As the leading edge of the baby boomers turns age 62 this year, they will have reached 2 important milestones: 1) it’s time (for some) to apply for early Social Security benefits, and 2) it’s time to begin transitioning from saving for retirement to spending in retirement.
Because many pre-retirees don’t realize that how they spend savings is as important as how much they saved, retirement income planning has become a dynamic business opportunity for advisors.
For instance, many Americans aged 60 to 74 are na?ve about how much money they will need in retirement; many are over- or under-spending in retirement; and a good many are adopting a “do it yourself” mentality, according to a recent Thrivent Financial survey (see chart).
Yet, unlike their parents, many will not have a pension or other secure income sources to ensure they will not be destitute in old age. So a retirement income plan is especially important for this generation. Without a plan, unknown factors like market performance, life expectancy, health issues or changing personal circumstances can prematurely deplete savings.
☆ ☆ ☆
## EXERCISE GOAL
Transcribe the passage on retirement income planning, starting at "Because many pre-retirees" and ending at "prematurely deplete savings.".
☆ ☆ ☆
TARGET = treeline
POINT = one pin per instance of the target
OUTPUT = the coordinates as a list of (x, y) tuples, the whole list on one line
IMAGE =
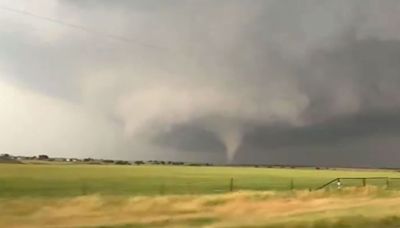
[(93, 161)]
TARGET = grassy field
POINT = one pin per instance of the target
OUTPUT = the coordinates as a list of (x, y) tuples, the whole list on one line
[(74, 180), (352, 207), (179, 196), (18, 180)]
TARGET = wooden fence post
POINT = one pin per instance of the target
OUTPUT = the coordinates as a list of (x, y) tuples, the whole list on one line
[(291, 184)]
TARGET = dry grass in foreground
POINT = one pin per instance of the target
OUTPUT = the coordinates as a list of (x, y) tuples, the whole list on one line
[(353, 207)]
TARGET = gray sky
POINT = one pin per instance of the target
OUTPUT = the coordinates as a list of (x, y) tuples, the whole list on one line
[(278, 81)]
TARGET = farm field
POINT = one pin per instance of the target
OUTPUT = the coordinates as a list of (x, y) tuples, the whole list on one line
[(181, 196), (27, 180), (352, 207)]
☆ ☆ ☆
## YOUR SOLUTION
Because many pre-retirees don’t realize that how they spend savings is as important as how much they saved, retirement income planning has become a dynamic business opportunity for advisors.
For instance, many Americans aged 60 to 74 are na?ve about how much money they will need in retirement; many are over- or under-spending in retirement; and a good many are adopting a “do it yourself” mentality, according to a recent Thrivent Financial survey (see chart).
Yet, unlike their parents, many will not have a pension or other secure income sources to ensure they will not be destitute in old age. So a retirement income plan is especially important for this generation. Without a plan, unknown factors like market performance, life expectancy, health issues or changing personal circumstances can prematurely deplete savings.